### Exercise
The records that follow are to be repeated exactly, with the pictures removed.

+--

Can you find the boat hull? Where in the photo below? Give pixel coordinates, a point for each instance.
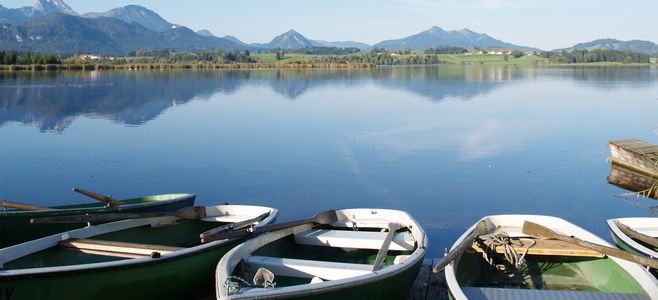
(393, 287)
(342, 274)
(179, 278)
(562, 276)
(179, 265)
(15, 226)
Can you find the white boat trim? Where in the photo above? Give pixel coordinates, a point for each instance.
(648, 226)
(27, 248)
(348, 218)
(512, 224)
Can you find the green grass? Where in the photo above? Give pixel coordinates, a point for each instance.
(492, 59)
(268, 58)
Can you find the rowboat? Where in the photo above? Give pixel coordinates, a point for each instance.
(365, 254)
(541, 268)
(15, 224)
(145, 258)
(636, 235)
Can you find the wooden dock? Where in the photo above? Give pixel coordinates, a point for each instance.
(635, 154)
(428, 285)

+--

### Solution to this exercise
Can you find the boat hull? Where in the photo below? Give pixel coordinates, a point for each instance.
(393, 287)
(342, 274)
(179, 278)
(562, 276)
(179, 265)
(15, 226)
Can you find the white boat trim? Where in the photo above? Give pixel coordinates, a point for each instance.
(648, 226)
(27, 248)
(348, 218)
(512, 224)
Can you find the green grass? Where in the photo above? Give pixel coordinates, a point for each instance.
(492, 59)
(268, 58)
Can you find the rowboat? Where in the photo above? Give pixel coordinates, a point for each instance.
(365, 254)
(541, 268)
(15, 224)
(145, 258)
(636, 235)
Can you find the wooden dock? Where in the photo above? Give pixel coordinates, a point for each instance.
(635, 154)
(428, 285)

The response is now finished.